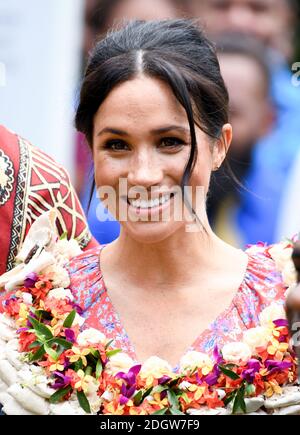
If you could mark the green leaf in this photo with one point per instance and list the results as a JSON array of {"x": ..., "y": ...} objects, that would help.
[
  {"x": 229, "y": 373},
  {"x": 175, "y": 411},
  {"x": 61, "y": 341},
  {"x": 113, "y": 352},
  {"x": 59, "y": 394},
  {"x": 83, "y": 402},
  {"x": 38, "y": 354},
  {"x": 99, "y": 369},
  {"x": 40, "y": 329},
  {"x": 173, "y": 400},
  {"x": 54, "y": 355},
  {"x": 160, "y": 412},
  {"x": 239, "y": 401},
  {"x": 137, "y": 400},
  {"x": 69, "y": 319}
]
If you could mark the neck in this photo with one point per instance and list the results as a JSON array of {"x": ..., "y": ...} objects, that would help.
[{"x": 166, "y": 263}]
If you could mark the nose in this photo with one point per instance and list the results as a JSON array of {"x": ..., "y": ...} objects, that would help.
[{"x": 145, "y": 169}]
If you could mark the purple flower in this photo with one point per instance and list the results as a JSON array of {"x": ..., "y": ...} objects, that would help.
[
  {"x": 163, "y": 394},
  {"x": 70, "y": 335},
  {"x": 126, "y": 393},
  {"x": 130, "y": 377},
  {"x": 217, "y": 355},
  {"x": 61, "y": 381},
  {"x": 212, "y": 378},
  {"x": 275, "y": 366},
  {"x": 78, "y": 309},
  {"x": 21, "y": 330},
  {"x": 129, "y": 386},
  {"x": 30, "y": 280},
  {"x": 280, "y": 322}
]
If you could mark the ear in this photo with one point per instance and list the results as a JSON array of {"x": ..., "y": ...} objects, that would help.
[{"x": 221, "y": 146}]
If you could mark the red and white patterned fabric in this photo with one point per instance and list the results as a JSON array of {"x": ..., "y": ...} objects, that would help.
[
  {"x": 262, "y": 285},
  {"x": 31, "y": 183}
]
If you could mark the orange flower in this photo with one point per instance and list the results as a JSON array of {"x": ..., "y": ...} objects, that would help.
[{"x": 25, "y": 340}]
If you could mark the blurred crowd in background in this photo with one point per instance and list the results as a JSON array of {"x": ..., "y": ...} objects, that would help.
[{"x": 255, "y": 195}]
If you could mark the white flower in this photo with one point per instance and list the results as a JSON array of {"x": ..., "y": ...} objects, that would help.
[
  {"x": 60, "y": 293},
  {"x": 193, "y": 359},
  {"x": 289, "y": 274},
  {"x": 236, "y": 353},
  {"x": 272, "y": 312},
  {"x": 58, "y": 275},
  {"x": 78, "y": 320},
  {"x": 121, "y": 362},
  {"x": 155, "y": 367},
  {"x": 90, "y": 336},
  {"x": 257, "y": 337},
  {"x": 281, "y": 254}
]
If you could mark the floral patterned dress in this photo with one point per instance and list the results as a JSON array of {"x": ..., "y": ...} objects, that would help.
[{"x": 262, "y": 285}]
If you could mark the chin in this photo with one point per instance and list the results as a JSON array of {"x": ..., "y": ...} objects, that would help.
[{"x": 151, "y": 232}]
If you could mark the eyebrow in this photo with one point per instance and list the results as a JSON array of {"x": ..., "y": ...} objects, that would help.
[{"x": 154, "y": 131}]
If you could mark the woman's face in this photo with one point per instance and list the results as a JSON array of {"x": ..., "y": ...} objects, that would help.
[{"x": 141, "y": 144}]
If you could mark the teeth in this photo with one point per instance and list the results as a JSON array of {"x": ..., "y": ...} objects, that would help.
[{"x": 149, "y": 204}]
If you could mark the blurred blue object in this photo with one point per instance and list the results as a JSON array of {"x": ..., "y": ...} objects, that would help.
[
  {"x": 103, "y": 226},
  {"x": 273, "y": 159}
]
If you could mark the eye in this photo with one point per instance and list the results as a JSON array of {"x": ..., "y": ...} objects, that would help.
[
  {"x": 116, "y": 145},
  {"x": 171, "y": 142}
]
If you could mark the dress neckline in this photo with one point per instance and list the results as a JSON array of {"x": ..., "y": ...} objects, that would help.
[{"x": 201, "y": 336}]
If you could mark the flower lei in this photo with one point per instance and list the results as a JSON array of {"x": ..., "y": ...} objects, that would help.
[{"x": 75, "y": 370}]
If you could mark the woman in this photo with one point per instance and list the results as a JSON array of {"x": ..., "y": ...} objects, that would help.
[{"x": 154, "y": 109}]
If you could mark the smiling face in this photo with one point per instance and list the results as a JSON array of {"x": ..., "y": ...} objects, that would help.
[{"x": 141, "y": 135}]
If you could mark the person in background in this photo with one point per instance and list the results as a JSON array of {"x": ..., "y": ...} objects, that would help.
[
  {"x": 31, "y": 183},
  {"x": 273, "y": 22},
  {"x": 247, "y": 77},
  {"x": 102, "y": 15}
]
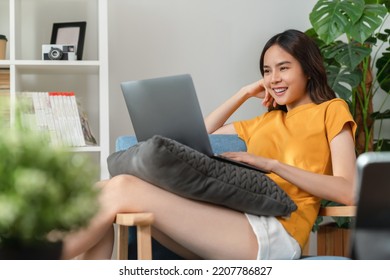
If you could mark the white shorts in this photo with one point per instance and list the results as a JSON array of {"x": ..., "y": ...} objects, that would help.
[{"x": 274, "y": 242}]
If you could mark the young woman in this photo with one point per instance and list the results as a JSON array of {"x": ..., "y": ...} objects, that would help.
[{"x": 306, "y": 141}]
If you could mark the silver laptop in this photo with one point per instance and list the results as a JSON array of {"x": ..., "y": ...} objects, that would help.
[
  {"x": 168, "y": 106},
  {"x": 371, "y": 232}
]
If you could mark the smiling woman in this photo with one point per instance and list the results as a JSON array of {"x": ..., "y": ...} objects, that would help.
[{"x": 277, "y": 141}]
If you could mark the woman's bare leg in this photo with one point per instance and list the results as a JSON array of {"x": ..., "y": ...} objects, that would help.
[{"x": 207, "y": 230}]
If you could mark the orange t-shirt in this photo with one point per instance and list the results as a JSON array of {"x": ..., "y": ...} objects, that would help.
[{"x": 301, "y": 138}]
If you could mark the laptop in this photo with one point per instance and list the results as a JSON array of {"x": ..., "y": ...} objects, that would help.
[
  {"x": 370, "y": 238},
  {"x": 169, "y": 107}
]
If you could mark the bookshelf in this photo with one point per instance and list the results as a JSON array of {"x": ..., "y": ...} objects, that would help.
[{"x": 27, "y": 25}]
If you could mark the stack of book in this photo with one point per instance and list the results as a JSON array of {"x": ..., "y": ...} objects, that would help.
[
  {"x": 4, "y": 96},
  {"x": 57, "y": 113}
]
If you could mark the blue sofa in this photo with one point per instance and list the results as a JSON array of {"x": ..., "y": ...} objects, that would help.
[{"x": 219, "y": 144}]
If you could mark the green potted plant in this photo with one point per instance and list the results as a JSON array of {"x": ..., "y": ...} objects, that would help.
[
  {"x": 353, "y": 41},
  {"x": 43, "y": 190},
  {"x": 355, "y": 46}
]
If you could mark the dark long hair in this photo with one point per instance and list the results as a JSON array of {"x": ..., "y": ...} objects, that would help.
[{"x": 305, "y": 50}]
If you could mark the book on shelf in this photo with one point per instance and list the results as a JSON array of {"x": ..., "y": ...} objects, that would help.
[
  {"x": 5, "y": 112},
  {"x": 58, "y": 114},
  {"x": 4, "y": 78}
]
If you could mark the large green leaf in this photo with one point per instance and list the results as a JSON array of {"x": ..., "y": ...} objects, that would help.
[
  {"x": 381, "y": 115},
  {"x": 342, "y": 81},
  {"x": 330, "y": 18},
  {"x": 372, "y": 18},
  {"x": 349, "y": 55},
  {"x": 383, "y": 70}
]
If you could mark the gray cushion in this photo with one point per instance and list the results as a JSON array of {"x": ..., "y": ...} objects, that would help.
[{"x": 186, "y": 172}]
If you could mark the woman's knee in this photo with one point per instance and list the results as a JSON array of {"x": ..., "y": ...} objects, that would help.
[{"x": 121, "y": 184}]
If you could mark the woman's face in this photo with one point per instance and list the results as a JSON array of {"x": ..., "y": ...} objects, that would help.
[{"x": 284, "y": 78}]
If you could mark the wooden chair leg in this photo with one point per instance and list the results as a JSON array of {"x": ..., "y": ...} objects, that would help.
[{"x": 143, "y": 222}]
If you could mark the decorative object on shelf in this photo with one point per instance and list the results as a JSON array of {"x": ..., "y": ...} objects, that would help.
[
  {"x": 58, "y": 52},
  {"x": 60, "y": 115},
  {"x": 3, "y": 46},
  {"x": 70, "y": 33},
  {"x": 45, "y": 191}
]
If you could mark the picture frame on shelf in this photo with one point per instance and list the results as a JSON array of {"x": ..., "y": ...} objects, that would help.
[{"x": 70, "y": 33}]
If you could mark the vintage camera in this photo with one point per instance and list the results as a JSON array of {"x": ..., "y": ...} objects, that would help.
[{"x": 58, "y": 52}]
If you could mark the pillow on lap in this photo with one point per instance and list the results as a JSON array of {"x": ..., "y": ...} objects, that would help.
[{"x": 184, "y": 171}]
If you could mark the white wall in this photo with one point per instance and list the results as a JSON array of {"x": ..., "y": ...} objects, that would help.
[{"x": 217, "y": 41}]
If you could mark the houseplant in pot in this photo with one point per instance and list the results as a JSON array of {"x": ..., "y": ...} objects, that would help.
[
  {"x": 44, "y": 189},
  {"x": 354, "y": 41}
]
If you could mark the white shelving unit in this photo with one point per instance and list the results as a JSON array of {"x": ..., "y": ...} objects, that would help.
[{"x": 27, "y": 25}]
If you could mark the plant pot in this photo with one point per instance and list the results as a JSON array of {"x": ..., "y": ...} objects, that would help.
[
  {"x": 333, "y": 241},
  {"x": 38, "y": 250}
]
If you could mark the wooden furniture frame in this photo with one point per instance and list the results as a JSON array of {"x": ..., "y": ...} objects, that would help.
[{"x": 144, "y": 221}]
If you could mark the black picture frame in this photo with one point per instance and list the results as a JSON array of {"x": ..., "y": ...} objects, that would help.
[{"x": 70, "y": 33}]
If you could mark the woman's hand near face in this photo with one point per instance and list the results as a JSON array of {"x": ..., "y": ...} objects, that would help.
[{"x": 258, "y": 89}]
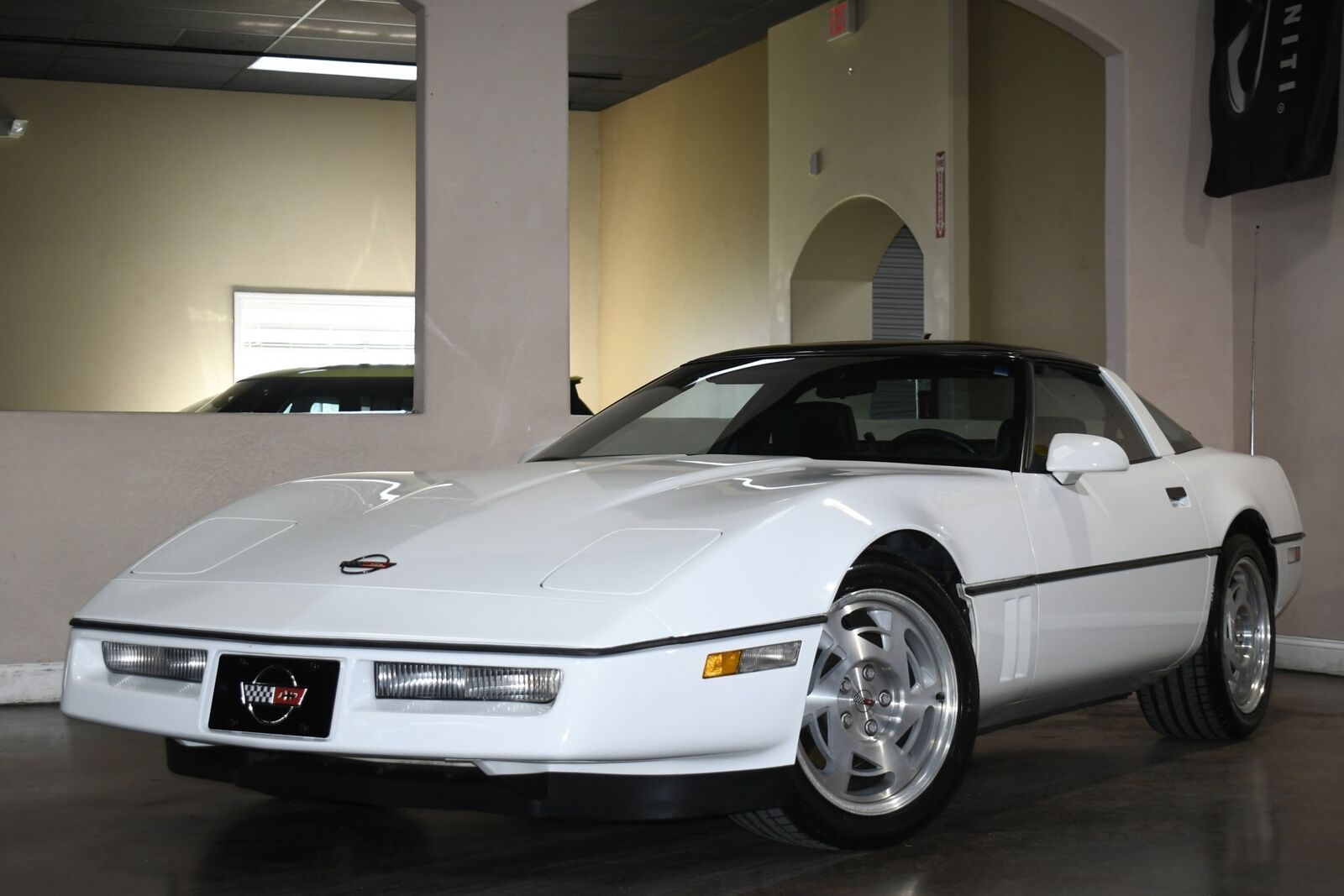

==============================

Requirement: Copy exactly and only this span: the line with "If you could mark the black" through the final line of the entries, both ends included, with the pictures left out.

Solution for this problem:
If you could mark the black picture frame in this photo with one point per instance and list the results as a JSON array of {"x": ..., "y": ...} objects, that would help.
[{"x": 70, "y": 33}]
If you could mark the woman's hand near face in this photo with one point per instance and list the results as a JSON array of {"x": ..., "y": ...} objects, that would help.
[{"x": 258, "y": 89}]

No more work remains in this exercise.